__TASK DETAILS__:
Starting with the line that contains "Target: shrub" and stopping after the line that contains "Target: brown hedge", copy the entries below exactly. Include nothing else.
(Beginning of INPUT)
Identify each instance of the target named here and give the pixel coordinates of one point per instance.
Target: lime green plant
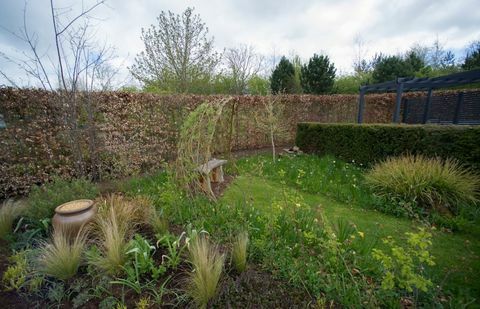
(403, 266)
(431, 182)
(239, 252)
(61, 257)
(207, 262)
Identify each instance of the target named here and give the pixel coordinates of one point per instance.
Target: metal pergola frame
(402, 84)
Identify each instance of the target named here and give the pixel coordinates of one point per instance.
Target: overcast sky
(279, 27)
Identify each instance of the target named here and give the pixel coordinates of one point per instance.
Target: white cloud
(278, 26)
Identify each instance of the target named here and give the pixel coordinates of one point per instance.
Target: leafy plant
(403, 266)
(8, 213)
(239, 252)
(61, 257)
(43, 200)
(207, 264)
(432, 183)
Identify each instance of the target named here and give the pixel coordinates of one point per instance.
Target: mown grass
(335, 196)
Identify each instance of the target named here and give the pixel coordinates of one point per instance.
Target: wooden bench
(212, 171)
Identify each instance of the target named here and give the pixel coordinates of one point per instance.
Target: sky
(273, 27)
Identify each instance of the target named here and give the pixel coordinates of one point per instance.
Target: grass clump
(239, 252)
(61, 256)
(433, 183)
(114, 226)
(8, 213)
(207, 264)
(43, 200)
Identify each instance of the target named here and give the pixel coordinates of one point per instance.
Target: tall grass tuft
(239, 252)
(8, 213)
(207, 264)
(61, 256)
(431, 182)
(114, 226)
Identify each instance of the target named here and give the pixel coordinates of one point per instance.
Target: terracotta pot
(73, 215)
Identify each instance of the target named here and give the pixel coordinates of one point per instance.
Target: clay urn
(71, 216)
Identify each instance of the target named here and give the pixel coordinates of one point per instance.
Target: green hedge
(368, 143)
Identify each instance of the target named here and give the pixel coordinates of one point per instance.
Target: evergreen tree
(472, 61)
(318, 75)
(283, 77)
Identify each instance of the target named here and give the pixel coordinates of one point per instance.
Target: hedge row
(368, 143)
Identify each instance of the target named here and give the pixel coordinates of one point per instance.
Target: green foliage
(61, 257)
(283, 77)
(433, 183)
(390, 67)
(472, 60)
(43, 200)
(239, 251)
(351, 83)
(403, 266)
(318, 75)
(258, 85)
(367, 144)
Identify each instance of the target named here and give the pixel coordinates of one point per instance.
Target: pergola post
(End of INPUT)
(Beginning of INPUT)
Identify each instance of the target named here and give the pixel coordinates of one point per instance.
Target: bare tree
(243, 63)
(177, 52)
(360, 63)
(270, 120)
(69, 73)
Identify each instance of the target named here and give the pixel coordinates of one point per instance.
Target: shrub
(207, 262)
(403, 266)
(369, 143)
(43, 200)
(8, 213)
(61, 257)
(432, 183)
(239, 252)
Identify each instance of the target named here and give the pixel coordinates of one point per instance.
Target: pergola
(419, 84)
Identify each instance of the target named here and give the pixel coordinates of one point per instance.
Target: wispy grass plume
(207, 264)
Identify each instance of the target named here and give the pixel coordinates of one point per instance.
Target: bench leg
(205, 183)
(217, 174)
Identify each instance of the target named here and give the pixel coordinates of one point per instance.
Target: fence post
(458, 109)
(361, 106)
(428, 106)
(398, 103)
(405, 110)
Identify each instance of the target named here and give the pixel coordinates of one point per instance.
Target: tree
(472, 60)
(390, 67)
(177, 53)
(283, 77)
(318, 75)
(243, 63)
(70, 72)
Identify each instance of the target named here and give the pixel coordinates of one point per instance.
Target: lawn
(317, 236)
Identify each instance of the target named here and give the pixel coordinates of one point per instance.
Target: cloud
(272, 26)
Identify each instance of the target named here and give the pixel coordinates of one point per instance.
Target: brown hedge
(End of INPUT)
(Beginning of INPUT)
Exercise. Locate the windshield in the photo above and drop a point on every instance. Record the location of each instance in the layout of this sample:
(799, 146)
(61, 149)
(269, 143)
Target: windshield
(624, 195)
(End of INPUT)
__RESPONSE__:
Target: shrub
(207, 262)
(403, 266)
(369, 143)
(43, 200)
(8, 213)
(61, 257)
(432, 183)
(239, 252)
Identify each instance of the target named here and give the pixel coordinates of one point per instance.
Target: pergola
(419, 84)
Identify each instance of the target named here and give the pixel coordinates of one point per instance.
Target: wispy grass plume
(207, 264)
Identify each instance of the target named here and give the pixel coordinates of one point per instance.
Target: bench leg
(205, 183)
(217, 174)
Identify each instance of the target named here and give the pixel coordinates of one point per instance.
Target: fence post
(458, 109)
(361, 106)
(428, 106)
(398, 103)
(405, 110)
Identify each instance of the target named here and give the pixel coordinates of one point per instance.
Target: tree
(472, 60)
(390, 67)
(177, 53)
(283, 77)
(318, 75)
(243, 63)
(70, 72)
Identify each instance of the target named here and give the pixel coordinates of one point per instance.
Target: lawn
(317, 236)
Identify each instance of the target named here and give the pixel coordinates of one point per instance.
Target: cloud
(272, 26)
Identify each instance of the target named here and give the pixel coordinates of one point per instance.
Target: brown hedge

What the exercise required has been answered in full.